** BRIEF **
Copy all of the records below word for word, line by line, changing nothing.

MATERIAL SHOWN start

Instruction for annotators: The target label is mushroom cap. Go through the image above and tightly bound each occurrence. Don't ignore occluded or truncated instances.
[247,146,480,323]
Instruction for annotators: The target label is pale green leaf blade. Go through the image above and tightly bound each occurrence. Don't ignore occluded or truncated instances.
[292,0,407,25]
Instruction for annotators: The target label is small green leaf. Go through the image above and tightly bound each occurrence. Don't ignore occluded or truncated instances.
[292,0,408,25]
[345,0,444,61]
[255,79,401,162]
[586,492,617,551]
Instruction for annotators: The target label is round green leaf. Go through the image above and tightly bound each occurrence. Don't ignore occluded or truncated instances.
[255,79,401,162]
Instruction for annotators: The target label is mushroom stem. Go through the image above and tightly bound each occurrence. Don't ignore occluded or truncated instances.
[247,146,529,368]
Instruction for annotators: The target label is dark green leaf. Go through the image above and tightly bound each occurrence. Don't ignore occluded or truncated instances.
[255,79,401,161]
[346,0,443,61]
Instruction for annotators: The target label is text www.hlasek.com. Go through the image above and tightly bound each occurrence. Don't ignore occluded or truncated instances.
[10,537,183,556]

MATERIAL SHOWN end

** THE ANSWER **
Instruction for annotators: The target label is mushroom cap. Go through the image above and tightly bound each occurrence. Don't ignore occluded or truncated instances.
[247,146,480,323]
Instruction for annotators: The target label is pale green leaf blade. Go through the image above and tightly bound each occurrence. Don't ignore occluded or truncated instances.
[292,0,407,25]
Instruction for annotators: The target label is small green leaf. Go through the image above and tightly bound each occurrence. Don't ignore occluded or truncated instances.
[292,0,408,25]
[345,0,444,61]
[255,79,401,162]
[586,492,617,551]
Instruction for annotators: The target label is round green leaf. Go through the image above and tightly bound each occurrence. Don't ignore occluded or truncated instances.
[255,79,401,162]
Instruction for annotators: The target label is mushroom stem. Go through the image above and tightly bound each occurrence. Don't ignore occluded or truncated instances.
[247,146,529,368]
Instruction for annotators: The target label is dark green leaf. Go through the image above and tightly bound each occurrence. Don't ignore occluded or truncated instances.
[255,79,401,161]
[346,0,443,61]
Instruction for annotators: The target label is text www.hlasek.com. Go through the image above and tightly bound each occurrence. Don't ignore occluded or truncated instances.
[10,537,183,556]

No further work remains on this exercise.